• **KUTIPAN**

Berdikari.co, Bandar Lampung - PT Gula Putih Mataram (GPM) hanya membayar pajak air bawah tanah sekitar Rp38,6 juta per bulan dengan luas lahan mencapai 24 ribu hektare. Sedangkan PT Gunung Madu Plantations (GPM) bisa membayar jauh lebih tinggi, mencapai Rp144,7 juta per bulan, dengan luas kebun produksi sekitar 25 ribu hektare.
Jumlah pajak air bawah tanah yang dibayar RpGPM sangat kecil bila dibandingkan dengan PT GPM, padahal luas lahannya hanya selisih sekitar 1.000 hektare.
Berdasarkan data Badan pengelolan Pajak dan Restribusi Daerah (BPPRD) Kabupaten Lampung Tengah (Lamteng), terdapat 74 perusahaan yang terdaftar sebagai subjek pajak air bawah tanah.
Pemkab Lamteng mendapatkan pemasukan pajak air bawah tanah paling tinggi di Provinsi Lampung mencapai Rp8 miliar per tahun.
Sayangnya, diduga belum semua perusahaan menyetorkan pajak air bawah tanahnya sesuai dengan titik sumur bor yang dimiliki dan volume air yang terpakai.
Karena sebagian besar titik sumur bor tidak dipasang water meter atau meteran air dan sebagian water meter telah rusak sehingga penghitungan volume air yang terpakai tidak berjalan.
Kabid Penetapan dan Penyuluhan pada BPPRD Lamteng, Agus Suratno, mengatakan kontribusi pajak air bawah tanah yang dibayar oleh 74 perusahaan mencapai sekitar Rp8 miliar per tahun.
Agus menerangkan, ada beberapa perusahaan yang menjadi penyumbang pajak air bawah tanah paling besar seperti PT Great Giant Pineapple Corporation (GGPC), PT Gula Putih Mataram (GPM) dan PT Gunung Madu Plantations.
Berdasarkan data BPPRD Lamteng, PT GGPC pada tahun 2020 menyumbang pajak air bawah tanah sebesar Rp2.890.604.592, tahun 2021 Rp4.099.498.490 dan tahun 2022 hingga triwulan kedua (selama 6 bulan) sebesar Rp1.494.015.089 atau sebesar Rp249.002.514 per bulan.
Kemudian PT GMP pada tahun 2020 membayar pajak air bawah tanah sebesar Rp1.169.545.416, tahun 2021 Rp1.621.589.700 dan tahun 2022 hingga triwulan kedua sebesar Rp 868.395.984 atau sebesar Rp144.732.664 per bulan.
Lalu PT GPM pada tahun 2020 membayar pajak air bawah tanah sebesar Rp387.635.926, tahun 2021 Rp604.488.972, dan tahun 2022 hingga triwulan kedua sebesar Rp231.744.222 atau sebesar Rp38.624.037 per bulan.

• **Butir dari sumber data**
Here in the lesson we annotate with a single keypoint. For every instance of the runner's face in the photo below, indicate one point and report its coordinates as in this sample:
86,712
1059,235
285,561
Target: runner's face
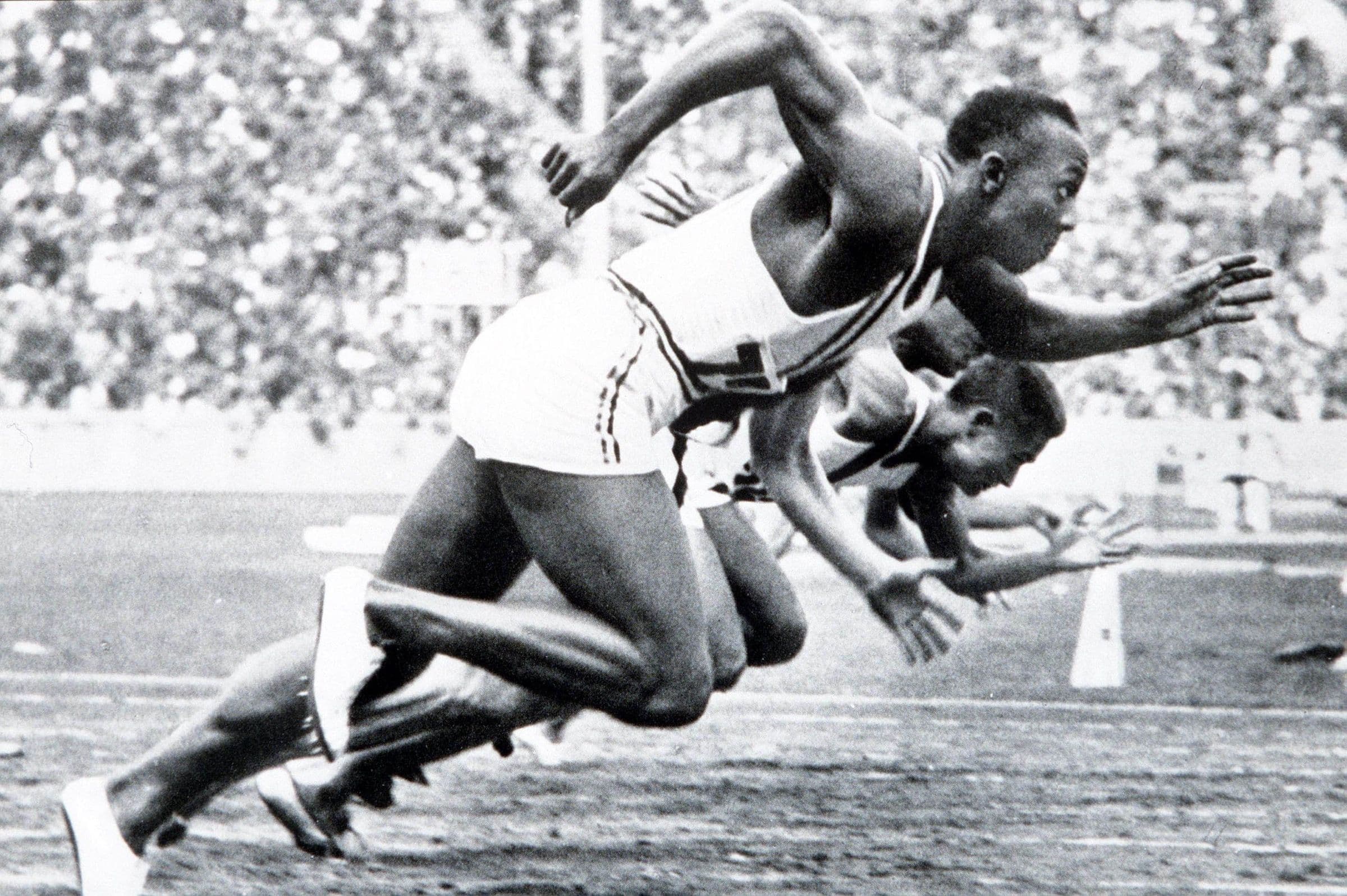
1036,199
989,452
942,341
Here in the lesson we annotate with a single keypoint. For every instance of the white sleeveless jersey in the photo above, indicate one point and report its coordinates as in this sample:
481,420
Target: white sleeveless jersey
720,474
722,321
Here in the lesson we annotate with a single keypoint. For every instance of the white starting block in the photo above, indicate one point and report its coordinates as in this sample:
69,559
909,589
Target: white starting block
363,534
1099,660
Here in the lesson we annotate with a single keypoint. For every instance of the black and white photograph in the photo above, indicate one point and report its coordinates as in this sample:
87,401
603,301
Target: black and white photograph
672,448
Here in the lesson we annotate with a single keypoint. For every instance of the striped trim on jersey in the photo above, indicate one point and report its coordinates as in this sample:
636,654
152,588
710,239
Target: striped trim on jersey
608,399
887,451
900,287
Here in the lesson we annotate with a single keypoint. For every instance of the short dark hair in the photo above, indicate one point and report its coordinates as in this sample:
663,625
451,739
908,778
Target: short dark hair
1001,112
1016,390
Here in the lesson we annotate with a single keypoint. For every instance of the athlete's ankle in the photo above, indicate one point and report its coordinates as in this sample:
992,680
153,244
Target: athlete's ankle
138,809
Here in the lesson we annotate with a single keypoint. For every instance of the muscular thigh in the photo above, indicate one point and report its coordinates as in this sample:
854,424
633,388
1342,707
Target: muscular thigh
615,546
762,592
457,535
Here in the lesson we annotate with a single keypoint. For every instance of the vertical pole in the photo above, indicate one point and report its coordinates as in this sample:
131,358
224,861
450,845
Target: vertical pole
594,226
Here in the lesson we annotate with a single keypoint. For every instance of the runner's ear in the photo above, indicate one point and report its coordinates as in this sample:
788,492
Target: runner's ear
993,170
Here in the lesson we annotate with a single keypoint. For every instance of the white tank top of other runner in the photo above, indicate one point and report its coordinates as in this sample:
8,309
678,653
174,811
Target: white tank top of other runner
725,325
724,474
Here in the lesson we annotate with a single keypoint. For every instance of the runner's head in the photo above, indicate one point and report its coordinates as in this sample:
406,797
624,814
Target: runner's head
942,341
997,417
1023,162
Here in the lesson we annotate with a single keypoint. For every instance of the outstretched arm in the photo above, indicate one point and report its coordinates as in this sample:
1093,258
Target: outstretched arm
763,44
1073,546
1034,327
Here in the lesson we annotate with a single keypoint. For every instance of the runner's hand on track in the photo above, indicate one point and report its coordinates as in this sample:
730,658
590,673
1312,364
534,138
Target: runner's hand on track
674,200
581,172
911,615
1220,291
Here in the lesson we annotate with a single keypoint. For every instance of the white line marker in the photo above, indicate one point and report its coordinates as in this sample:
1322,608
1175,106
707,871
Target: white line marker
1099,660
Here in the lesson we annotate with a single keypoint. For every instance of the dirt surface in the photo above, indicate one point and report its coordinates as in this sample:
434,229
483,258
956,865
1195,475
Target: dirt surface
769,796
842,773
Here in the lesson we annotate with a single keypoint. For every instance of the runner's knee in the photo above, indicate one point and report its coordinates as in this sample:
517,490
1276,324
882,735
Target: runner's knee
729,656
779,638
677,694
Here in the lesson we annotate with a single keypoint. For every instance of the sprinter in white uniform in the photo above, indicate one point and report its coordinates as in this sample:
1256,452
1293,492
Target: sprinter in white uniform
857,224
881,428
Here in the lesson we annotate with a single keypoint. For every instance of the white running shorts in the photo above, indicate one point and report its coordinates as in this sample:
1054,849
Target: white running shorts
570,380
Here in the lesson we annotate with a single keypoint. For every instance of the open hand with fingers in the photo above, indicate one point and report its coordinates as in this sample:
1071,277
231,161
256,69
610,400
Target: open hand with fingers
581,172
924,627
1078,545
1225,290
674,199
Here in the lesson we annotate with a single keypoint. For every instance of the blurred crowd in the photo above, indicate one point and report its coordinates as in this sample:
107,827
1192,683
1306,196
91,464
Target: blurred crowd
208,205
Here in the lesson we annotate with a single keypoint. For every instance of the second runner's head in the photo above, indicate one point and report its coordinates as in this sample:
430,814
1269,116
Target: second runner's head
996,417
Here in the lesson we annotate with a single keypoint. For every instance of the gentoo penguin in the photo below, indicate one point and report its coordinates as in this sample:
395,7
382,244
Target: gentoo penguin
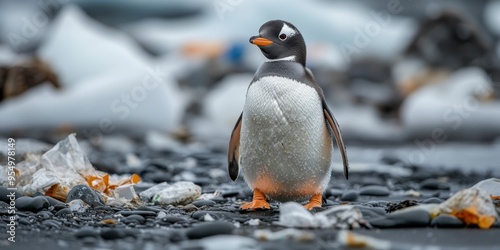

• **URAIAN TUGAS**
Dalam kutipan tentang pajak air bawah tanah di Lampung Tengah, perusahaan mana saja yang disebut Agus Suratno sebagai penyumbang pajak air bawah tanah paling besar? Tuliskan semuanya.

• **JAWABAN BENAR**
- PT Great Giant Pineapple Corporation (GGPC)
- PT Gula Putih Mataram (GPM)
- PT Gunung Madu Plantations